▶ [EXERCISE]
Rewrite everything from the line containing "Class: stalactite. Annotate" down to the line containing "86, 4, 157, 96", both included. Keep the request lines unchanged and offset every bounding box coordinate in the answers by 130.

▶ [SUPPLIED DATA]
:::::

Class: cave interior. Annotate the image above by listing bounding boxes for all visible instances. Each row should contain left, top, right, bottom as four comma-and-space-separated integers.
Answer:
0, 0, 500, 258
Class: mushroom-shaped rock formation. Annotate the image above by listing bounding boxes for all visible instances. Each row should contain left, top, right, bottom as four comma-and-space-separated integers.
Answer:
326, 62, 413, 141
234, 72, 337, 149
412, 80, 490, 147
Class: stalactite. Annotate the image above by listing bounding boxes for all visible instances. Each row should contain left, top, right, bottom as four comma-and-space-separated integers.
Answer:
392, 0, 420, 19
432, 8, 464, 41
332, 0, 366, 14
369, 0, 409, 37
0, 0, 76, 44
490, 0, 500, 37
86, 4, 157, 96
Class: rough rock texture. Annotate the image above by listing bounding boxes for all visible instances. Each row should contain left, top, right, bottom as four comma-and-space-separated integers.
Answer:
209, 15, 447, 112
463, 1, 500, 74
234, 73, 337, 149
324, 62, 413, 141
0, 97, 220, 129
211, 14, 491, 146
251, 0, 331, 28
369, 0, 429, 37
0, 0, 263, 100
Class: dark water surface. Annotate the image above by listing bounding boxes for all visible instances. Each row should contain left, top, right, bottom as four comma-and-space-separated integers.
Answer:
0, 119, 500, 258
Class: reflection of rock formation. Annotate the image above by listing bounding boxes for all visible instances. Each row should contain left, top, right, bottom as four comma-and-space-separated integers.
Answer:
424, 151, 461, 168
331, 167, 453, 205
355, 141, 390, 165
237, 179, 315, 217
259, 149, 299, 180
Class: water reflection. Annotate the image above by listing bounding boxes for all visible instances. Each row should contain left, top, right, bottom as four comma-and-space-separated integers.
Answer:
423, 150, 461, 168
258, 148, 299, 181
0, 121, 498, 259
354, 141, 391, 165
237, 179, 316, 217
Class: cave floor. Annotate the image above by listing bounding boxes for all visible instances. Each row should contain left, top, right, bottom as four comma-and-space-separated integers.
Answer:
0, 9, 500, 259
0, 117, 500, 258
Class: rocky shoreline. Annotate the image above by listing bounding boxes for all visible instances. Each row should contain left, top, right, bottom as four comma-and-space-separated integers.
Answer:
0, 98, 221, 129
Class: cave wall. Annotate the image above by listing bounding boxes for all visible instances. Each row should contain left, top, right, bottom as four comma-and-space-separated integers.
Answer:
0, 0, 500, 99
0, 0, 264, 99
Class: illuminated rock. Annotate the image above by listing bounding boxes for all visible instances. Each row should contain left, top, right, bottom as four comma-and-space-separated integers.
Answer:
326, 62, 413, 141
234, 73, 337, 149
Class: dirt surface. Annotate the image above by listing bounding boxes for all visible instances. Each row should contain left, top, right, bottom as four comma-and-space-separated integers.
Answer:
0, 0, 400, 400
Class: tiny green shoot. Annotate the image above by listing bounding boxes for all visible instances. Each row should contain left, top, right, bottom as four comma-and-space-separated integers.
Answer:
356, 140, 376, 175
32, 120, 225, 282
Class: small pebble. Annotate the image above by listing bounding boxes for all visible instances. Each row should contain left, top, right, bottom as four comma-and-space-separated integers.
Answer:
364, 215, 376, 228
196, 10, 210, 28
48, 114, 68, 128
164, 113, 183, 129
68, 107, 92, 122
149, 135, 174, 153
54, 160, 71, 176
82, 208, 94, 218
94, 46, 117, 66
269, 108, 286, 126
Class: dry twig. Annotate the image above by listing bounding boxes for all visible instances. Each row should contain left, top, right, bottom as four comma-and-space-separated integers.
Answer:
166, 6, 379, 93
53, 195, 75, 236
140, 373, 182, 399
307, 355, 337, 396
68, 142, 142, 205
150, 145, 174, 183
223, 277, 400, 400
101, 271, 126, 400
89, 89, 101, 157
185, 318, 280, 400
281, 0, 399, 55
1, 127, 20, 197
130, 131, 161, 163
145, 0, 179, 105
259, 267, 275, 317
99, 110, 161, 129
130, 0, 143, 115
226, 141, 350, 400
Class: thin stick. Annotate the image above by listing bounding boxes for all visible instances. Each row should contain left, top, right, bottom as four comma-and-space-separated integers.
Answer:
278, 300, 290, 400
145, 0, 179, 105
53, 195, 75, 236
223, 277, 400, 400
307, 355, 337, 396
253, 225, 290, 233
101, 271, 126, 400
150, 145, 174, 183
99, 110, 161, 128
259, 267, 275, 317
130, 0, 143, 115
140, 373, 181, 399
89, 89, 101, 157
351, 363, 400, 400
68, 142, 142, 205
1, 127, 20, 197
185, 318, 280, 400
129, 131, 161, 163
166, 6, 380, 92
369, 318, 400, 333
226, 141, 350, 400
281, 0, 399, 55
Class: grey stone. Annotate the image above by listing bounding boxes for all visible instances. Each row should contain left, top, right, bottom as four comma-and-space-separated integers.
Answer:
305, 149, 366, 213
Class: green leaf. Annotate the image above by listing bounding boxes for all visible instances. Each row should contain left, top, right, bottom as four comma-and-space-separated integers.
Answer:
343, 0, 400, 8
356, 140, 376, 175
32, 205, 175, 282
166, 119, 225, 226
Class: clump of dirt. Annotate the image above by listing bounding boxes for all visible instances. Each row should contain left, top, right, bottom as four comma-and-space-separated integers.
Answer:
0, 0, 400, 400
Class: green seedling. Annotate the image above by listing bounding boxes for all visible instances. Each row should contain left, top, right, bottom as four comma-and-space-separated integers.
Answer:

:::::

▶ [SOLUTION TO THE EXERCISE]
Class: stalactite. Annotate the image above by listing bounding boxes for all visible instances. Each row should contain left, top, right, bottom as four comma-and-space-separated integers.
Answer:
522, 130, 550, 149
562, 138, 594, 171
462, 130, 496, 144
499, 130, 539, 167
130, 130, 206, 174
620, 130, 630, 167
216, 134, 287, 226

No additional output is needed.